_Prompt_
Count the lines in the data below that contain the word "metal", and give only the number.

_Available records_
** begin **

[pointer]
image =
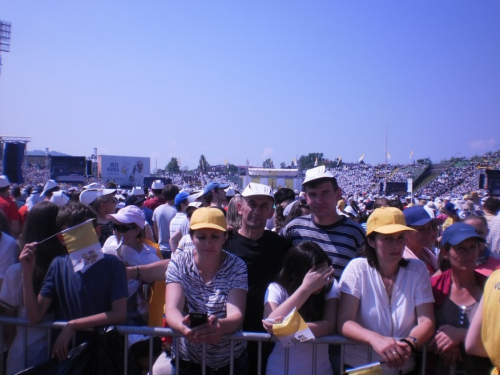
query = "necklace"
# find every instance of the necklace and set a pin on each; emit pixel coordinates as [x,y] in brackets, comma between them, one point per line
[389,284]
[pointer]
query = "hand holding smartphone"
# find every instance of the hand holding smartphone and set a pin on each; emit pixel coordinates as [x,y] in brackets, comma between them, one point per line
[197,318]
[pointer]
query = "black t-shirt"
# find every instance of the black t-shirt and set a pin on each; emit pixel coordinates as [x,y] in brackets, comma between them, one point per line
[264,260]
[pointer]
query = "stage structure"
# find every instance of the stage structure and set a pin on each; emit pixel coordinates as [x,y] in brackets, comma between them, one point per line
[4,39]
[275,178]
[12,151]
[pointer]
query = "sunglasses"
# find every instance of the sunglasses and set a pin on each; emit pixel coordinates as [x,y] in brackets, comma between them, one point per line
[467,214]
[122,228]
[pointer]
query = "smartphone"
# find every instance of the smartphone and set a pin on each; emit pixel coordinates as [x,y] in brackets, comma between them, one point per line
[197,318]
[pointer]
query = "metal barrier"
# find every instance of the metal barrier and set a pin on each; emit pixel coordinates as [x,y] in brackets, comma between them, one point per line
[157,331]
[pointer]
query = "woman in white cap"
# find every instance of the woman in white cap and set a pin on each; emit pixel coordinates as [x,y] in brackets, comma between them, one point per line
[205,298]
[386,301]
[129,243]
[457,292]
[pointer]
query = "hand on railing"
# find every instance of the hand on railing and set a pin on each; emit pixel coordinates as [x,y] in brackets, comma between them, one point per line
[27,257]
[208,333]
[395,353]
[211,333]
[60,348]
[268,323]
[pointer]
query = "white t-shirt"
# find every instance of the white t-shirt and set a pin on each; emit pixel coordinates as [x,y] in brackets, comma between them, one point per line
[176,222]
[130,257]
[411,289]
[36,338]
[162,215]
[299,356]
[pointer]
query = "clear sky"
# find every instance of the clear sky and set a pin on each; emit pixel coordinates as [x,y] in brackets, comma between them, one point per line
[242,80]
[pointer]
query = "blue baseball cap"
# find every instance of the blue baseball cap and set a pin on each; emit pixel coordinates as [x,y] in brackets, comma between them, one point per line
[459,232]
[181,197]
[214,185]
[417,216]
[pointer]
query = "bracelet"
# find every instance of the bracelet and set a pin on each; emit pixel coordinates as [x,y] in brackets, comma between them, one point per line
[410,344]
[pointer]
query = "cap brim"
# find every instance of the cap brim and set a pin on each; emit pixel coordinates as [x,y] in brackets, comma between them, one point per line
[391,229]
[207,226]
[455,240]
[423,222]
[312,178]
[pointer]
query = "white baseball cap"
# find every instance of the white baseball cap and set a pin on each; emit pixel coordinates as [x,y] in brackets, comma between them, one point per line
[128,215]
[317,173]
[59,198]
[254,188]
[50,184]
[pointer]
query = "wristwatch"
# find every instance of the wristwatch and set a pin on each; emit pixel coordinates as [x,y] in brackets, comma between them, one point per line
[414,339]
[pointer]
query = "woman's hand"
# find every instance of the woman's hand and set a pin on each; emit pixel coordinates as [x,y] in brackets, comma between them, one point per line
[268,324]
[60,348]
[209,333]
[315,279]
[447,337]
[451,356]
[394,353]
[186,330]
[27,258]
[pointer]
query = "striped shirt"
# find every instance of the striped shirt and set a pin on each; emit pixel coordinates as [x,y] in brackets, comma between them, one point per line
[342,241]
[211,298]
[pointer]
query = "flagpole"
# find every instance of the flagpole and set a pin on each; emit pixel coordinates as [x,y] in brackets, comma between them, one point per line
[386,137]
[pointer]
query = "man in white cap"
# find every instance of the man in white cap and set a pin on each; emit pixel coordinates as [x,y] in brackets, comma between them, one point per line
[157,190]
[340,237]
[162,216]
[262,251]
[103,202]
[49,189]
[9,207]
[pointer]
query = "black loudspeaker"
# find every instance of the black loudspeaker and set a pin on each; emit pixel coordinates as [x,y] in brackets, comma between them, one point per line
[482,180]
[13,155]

** end **
** begin **

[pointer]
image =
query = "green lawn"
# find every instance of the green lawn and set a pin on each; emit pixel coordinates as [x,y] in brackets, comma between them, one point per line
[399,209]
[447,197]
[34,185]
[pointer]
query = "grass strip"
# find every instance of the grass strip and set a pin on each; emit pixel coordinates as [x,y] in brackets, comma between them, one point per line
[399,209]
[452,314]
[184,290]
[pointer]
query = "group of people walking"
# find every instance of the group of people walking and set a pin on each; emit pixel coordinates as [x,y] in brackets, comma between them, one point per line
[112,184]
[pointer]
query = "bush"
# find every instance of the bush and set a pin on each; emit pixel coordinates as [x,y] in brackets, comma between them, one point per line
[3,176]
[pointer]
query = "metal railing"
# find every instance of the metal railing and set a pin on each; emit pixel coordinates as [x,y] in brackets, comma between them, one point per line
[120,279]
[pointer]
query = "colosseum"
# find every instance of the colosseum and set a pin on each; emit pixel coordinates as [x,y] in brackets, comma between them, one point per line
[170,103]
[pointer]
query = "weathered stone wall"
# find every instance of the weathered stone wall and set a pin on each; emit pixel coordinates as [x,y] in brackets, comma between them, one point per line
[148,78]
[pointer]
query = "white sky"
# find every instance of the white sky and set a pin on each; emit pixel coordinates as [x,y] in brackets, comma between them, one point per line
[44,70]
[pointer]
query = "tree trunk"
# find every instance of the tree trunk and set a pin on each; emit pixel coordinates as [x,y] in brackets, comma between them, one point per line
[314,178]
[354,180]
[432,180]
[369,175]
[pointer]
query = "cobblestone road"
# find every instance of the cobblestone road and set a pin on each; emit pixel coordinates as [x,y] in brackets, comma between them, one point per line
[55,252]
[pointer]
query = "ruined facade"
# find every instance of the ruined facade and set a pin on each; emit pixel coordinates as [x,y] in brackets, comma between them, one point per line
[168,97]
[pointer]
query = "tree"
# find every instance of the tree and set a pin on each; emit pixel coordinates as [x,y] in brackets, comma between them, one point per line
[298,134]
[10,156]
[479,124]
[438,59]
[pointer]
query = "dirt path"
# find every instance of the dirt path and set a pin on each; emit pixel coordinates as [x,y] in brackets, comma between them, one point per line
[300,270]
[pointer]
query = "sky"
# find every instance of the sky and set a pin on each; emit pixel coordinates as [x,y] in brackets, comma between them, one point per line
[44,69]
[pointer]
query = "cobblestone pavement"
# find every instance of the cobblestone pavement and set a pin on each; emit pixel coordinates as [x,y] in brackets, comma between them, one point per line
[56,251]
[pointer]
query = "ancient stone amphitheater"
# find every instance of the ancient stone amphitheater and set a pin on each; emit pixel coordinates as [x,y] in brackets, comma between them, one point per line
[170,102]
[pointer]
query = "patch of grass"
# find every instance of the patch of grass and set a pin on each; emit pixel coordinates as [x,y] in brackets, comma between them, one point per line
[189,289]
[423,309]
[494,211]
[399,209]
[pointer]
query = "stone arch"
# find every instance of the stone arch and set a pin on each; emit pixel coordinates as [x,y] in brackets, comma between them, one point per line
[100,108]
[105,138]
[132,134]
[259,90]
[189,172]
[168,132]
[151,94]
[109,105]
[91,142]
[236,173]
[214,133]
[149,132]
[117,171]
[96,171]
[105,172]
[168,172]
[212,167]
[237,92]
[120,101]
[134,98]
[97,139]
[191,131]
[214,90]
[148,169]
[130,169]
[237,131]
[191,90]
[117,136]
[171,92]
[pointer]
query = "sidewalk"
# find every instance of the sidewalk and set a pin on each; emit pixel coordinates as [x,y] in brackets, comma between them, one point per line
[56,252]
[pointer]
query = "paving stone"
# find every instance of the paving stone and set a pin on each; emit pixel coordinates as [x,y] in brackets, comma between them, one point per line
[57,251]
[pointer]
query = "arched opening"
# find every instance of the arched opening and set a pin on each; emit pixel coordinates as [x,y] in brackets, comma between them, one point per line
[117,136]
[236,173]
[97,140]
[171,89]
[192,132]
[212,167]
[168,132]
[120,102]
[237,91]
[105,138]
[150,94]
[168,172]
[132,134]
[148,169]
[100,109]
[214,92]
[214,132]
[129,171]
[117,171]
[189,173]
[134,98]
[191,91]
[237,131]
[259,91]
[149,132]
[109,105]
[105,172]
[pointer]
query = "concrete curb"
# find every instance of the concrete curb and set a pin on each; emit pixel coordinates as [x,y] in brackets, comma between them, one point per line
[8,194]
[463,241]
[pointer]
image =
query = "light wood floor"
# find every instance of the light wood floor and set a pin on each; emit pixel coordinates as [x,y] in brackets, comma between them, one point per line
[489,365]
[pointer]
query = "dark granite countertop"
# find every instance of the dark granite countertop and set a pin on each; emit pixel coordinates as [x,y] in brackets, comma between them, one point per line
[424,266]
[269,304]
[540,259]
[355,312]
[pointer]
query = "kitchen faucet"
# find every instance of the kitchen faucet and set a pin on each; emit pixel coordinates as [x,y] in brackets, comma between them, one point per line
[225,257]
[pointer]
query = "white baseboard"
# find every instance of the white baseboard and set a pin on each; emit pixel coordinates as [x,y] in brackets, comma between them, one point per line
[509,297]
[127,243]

** end **

_Exercise solution_
4